Reading text:
Liposomes and Lipoplexes
Liposomes consist of lipid bilayers that range from 20 nm to ~1000 nm. Their unique structure enables hydrophilic drugs to be loaded into its aqueous interior and hydrophobic drugs in its lipid bilayer. Liposomes can also be classified into two categories: multilamellar vesicles (MLVs) or unilamellar vesicles. The latter can be further divided into large unilamellar vesicles (LUVs) and small unilamellar vesicles (SUVs).
Liposomes for small molecule delivery are most commonly derived from phospholipids. These include phosphatidylcholines (PC), phosphatidylethanolamines (PE), phosphatidylserines (PS), phosphatidylglycerols (PG), and helper lipids, such as cholesterol and PEG-Lipid.
Phospholipids exist in a liquid crystalline phase or gel state, depending on the phase transition temperature during manufacturing. In addition, the effect of formulation on liposome stability, storage temperature, and drug release is related to the phase transition temperature. Drug release from the liposome is accelerated at a temperature above the phase transition temperature.
Typically, RNA liposomes consist of cationic lipids and DSPC as the main ingredients, as well as helper lipids, such as cholesterol and PEG-lipid. Helper lipids aid in physical stability, enhance blood circulation time, and improve RNA delivery. Lipoplexes that formed by mixing preformed cationic lipid liposomes with anionic siRNA in an aqueous environment can be used in certain projects.
Cationic lipids or ionizable cationic lipids become critical ingredients to improve RNA encapsulation efficiency, for RNA liposomal delivery. Additionally, cationic lipids can reduce RNA degradation in neutral body fluid because of complexation between RNA and cationic lipids. They also promote endosomal escape inside the cell.

Source material:
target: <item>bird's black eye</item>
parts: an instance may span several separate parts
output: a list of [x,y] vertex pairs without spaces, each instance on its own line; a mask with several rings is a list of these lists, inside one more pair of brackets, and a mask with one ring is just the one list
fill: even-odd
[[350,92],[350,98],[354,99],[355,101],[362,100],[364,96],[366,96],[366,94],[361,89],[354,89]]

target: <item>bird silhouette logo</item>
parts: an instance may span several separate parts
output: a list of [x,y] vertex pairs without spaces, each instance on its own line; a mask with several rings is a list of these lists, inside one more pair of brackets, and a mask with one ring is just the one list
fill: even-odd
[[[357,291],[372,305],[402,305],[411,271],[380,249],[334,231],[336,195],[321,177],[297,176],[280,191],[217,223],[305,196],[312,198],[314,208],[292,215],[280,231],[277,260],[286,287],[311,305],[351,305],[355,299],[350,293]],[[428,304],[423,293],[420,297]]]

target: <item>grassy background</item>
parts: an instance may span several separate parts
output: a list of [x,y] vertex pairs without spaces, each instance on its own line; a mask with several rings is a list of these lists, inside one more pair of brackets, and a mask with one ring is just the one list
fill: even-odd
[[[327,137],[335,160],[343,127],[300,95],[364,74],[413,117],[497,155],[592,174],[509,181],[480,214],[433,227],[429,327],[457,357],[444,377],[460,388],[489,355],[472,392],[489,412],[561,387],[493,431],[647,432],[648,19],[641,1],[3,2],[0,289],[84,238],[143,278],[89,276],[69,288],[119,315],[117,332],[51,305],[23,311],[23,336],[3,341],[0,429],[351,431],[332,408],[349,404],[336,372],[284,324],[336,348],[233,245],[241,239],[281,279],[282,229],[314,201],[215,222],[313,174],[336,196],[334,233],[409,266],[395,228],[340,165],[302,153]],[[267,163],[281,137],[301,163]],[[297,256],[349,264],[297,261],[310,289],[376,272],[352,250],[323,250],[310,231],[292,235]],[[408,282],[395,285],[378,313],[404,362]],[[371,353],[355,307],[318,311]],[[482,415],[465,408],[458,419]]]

Exercise instructions:
Answer these questions from the liposome text:
(a) What size range do liposomes span?
(b) Above what temperature is drug release from the liposome accelerated?
(c) What is mixed with preformed cationic lipid liposomes to form lipoplexes?

Expected answer:
(a) From 20 nm to ~1000 nm.
(b) The phase transition temperature.
(c) Anionic siRNA, in an aqueous environment.